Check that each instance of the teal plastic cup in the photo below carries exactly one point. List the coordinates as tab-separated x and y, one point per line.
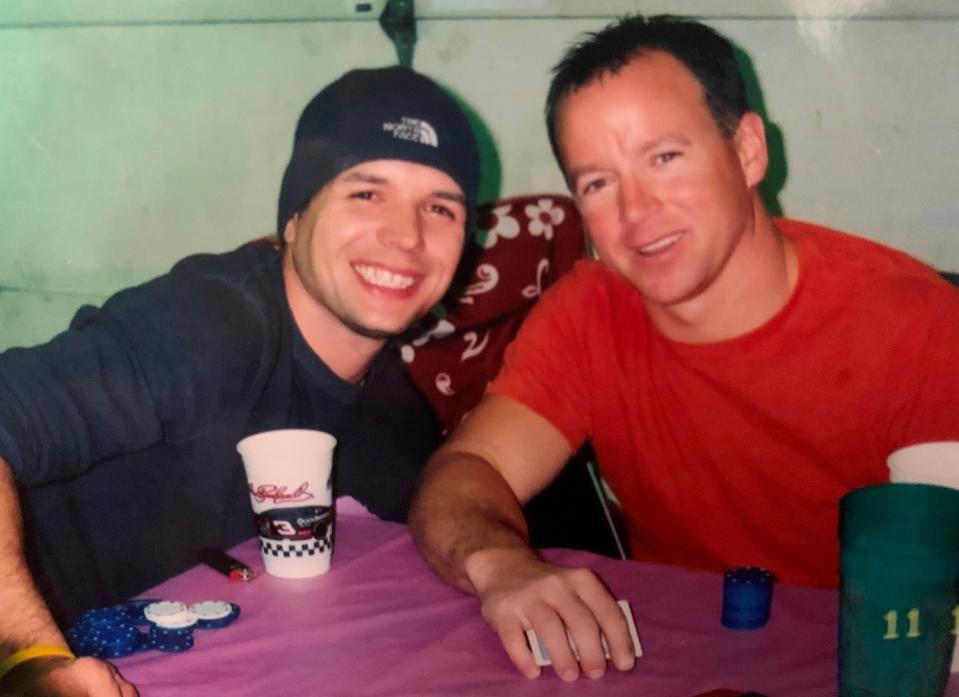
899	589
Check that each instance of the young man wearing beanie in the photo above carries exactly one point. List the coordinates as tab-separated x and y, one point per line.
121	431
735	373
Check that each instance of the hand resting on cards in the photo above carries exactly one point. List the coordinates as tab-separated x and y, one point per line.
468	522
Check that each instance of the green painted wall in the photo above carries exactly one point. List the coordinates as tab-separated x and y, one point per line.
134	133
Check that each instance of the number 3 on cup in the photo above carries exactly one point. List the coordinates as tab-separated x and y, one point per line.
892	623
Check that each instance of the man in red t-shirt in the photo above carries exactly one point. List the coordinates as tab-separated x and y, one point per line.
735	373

----------

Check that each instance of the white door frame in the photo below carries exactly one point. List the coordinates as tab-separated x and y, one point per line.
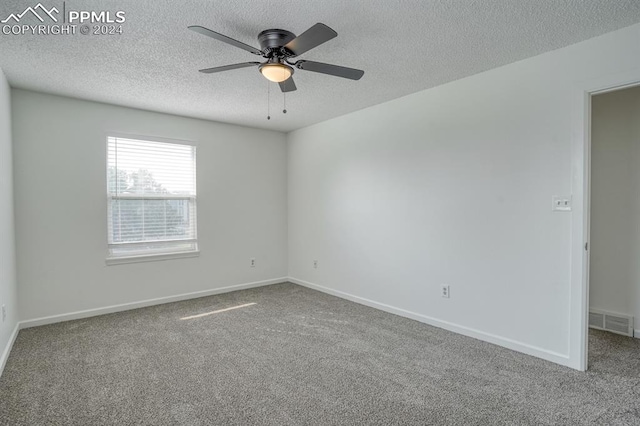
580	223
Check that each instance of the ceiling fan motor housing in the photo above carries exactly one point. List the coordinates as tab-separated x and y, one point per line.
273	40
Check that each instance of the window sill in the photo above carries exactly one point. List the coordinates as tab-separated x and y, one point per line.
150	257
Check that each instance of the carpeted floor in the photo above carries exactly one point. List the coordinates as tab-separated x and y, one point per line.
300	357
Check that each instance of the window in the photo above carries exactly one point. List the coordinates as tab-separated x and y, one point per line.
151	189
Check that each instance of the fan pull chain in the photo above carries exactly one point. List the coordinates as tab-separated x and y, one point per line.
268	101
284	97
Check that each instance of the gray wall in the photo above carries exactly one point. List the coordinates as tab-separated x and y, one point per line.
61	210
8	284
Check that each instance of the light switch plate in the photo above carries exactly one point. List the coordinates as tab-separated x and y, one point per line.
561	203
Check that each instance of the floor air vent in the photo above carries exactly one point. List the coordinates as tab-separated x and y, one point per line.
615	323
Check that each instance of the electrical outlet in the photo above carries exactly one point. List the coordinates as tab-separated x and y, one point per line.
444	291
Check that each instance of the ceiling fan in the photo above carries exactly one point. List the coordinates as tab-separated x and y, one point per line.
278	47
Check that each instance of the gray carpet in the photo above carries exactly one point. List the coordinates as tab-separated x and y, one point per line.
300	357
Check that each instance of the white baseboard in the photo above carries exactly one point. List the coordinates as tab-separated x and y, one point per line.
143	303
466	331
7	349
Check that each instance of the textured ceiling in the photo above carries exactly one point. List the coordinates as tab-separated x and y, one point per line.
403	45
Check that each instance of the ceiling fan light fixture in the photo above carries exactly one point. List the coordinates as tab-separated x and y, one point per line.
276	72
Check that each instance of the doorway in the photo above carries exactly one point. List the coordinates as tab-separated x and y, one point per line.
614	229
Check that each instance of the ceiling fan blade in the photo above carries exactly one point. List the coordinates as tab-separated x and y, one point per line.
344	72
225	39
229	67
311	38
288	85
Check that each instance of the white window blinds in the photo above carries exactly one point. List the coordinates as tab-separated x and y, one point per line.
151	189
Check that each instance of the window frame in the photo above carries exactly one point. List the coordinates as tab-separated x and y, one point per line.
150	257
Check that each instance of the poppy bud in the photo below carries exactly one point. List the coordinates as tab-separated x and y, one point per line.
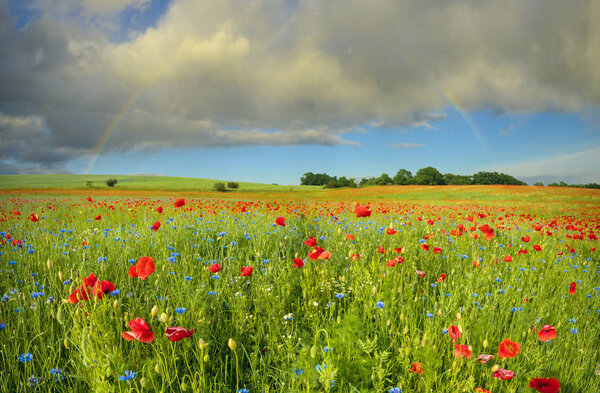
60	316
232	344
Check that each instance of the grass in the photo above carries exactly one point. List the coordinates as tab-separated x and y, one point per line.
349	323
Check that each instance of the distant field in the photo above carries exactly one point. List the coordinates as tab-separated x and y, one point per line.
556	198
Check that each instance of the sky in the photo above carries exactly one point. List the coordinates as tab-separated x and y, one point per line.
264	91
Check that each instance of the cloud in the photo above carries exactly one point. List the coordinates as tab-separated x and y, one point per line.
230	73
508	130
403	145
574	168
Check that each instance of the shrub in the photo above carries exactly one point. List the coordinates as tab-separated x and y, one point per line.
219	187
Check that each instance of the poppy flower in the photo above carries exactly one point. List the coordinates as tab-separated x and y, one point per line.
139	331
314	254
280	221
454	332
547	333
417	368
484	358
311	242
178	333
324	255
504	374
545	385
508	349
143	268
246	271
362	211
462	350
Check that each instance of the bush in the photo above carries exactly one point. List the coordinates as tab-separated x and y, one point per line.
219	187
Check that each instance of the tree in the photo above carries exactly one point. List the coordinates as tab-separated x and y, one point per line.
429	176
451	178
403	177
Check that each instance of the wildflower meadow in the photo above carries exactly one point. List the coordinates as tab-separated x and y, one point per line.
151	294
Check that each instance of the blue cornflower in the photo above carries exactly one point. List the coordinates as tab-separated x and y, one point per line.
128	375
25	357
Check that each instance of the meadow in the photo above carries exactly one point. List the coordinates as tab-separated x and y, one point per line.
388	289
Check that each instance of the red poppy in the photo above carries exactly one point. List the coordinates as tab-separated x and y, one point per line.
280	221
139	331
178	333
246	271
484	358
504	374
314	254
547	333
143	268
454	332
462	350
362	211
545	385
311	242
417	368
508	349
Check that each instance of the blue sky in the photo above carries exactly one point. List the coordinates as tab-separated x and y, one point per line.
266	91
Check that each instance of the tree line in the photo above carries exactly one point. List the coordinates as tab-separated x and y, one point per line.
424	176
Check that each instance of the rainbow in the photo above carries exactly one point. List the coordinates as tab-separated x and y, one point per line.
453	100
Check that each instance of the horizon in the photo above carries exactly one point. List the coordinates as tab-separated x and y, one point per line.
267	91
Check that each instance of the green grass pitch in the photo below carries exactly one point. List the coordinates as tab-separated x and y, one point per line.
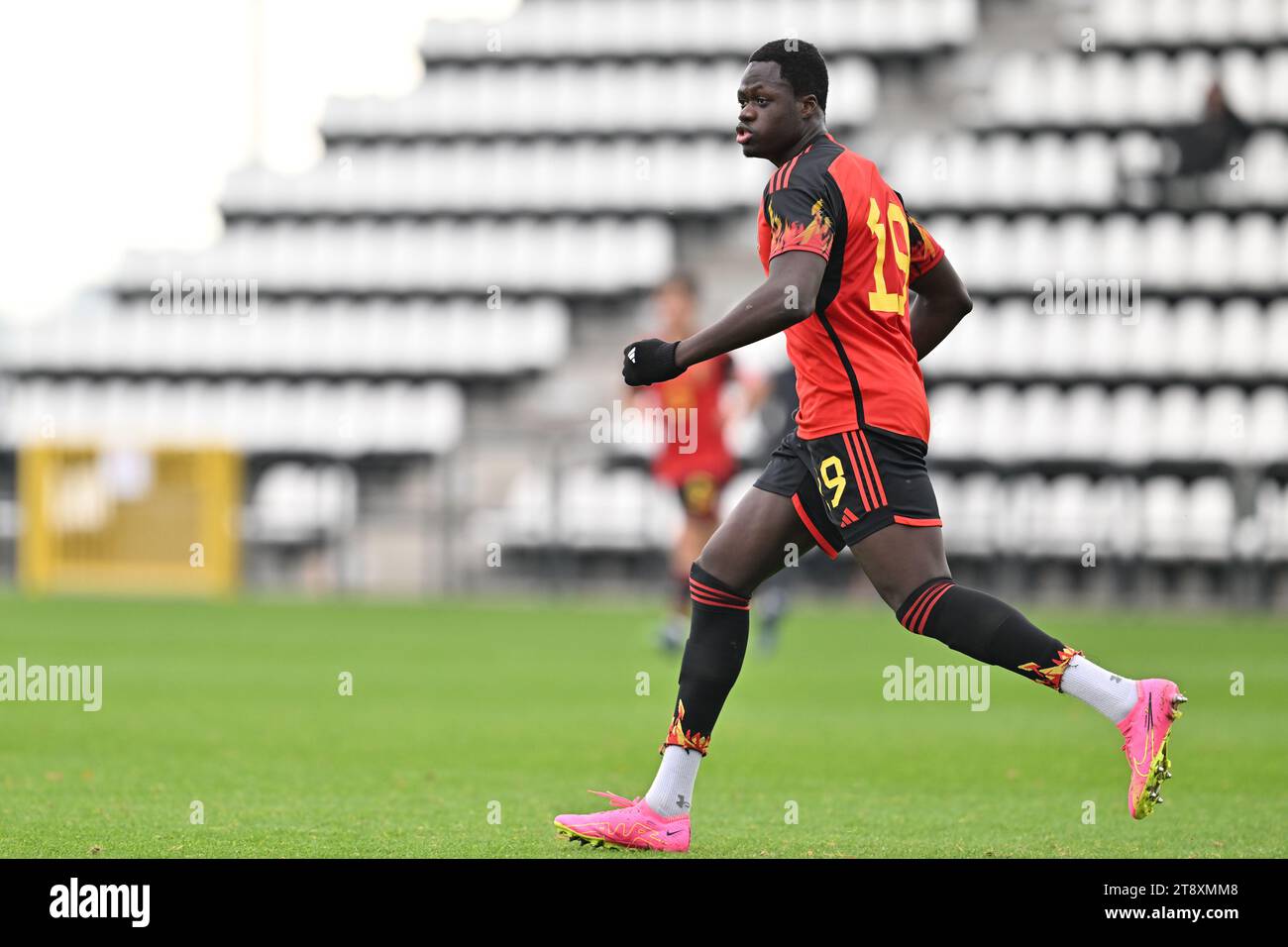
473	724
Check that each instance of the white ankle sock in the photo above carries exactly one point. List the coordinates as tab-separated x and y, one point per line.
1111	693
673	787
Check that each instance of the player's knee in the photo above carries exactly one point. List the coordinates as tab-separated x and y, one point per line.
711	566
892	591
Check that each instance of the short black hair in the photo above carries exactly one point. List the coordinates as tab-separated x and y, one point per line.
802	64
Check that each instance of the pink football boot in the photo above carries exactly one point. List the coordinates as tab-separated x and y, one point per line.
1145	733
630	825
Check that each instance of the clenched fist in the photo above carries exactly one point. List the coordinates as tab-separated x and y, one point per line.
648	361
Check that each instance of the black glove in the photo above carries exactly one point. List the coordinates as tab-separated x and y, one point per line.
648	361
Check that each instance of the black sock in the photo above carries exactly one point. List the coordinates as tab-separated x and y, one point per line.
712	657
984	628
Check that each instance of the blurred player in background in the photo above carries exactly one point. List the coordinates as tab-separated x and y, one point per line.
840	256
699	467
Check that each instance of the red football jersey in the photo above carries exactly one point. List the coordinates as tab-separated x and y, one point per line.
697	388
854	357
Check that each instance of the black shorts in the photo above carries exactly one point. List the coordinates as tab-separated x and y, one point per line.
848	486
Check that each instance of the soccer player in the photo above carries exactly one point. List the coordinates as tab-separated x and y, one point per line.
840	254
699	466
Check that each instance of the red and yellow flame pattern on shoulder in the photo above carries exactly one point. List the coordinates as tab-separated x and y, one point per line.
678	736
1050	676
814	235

----------

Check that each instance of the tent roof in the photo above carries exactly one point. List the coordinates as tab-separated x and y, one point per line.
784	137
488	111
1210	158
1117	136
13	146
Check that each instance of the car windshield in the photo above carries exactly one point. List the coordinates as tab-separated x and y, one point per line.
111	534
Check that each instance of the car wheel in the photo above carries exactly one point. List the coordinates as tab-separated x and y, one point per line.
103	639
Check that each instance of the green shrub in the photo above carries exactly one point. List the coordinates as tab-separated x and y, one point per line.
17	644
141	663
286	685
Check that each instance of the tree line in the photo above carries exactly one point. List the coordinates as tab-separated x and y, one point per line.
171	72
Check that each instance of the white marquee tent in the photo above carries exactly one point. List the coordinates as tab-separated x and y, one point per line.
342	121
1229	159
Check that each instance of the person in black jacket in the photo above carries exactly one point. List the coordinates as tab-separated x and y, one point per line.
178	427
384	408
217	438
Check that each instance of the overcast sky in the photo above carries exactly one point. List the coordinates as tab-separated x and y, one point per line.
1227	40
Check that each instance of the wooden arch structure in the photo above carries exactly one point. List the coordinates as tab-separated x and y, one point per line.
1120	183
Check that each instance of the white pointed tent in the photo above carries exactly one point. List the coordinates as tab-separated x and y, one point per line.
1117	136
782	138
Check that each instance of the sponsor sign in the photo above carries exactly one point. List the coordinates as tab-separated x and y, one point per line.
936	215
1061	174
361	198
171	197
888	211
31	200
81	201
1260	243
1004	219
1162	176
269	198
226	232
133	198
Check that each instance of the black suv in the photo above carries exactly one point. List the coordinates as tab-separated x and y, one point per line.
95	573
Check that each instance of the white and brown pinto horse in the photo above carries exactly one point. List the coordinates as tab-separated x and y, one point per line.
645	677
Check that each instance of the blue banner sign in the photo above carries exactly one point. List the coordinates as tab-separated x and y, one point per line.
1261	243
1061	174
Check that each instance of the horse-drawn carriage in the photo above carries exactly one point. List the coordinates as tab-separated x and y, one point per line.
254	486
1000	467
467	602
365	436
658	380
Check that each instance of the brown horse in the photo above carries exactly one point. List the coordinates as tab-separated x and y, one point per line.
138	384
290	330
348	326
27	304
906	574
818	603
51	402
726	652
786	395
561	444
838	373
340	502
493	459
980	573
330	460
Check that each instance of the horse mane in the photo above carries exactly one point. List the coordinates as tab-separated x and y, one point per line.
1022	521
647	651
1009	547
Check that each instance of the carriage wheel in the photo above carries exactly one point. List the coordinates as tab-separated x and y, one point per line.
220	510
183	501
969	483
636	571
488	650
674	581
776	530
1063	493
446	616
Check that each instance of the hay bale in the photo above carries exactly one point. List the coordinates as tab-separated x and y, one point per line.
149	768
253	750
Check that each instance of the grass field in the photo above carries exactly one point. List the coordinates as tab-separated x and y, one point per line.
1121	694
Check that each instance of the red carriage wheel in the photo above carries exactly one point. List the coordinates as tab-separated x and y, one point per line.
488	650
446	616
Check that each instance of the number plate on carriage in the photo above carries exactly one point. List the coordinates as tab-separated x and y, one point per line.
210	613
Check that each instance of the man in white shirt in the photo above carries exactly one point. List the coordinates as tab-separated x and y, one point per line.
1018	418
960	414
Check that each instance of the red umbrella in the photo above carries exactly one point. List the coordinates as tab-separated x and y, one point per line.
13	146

----------

• _Objective_:
How many lines of the material above contain the string "meadow"? Reply with the number alone.

• _Full answer_:
2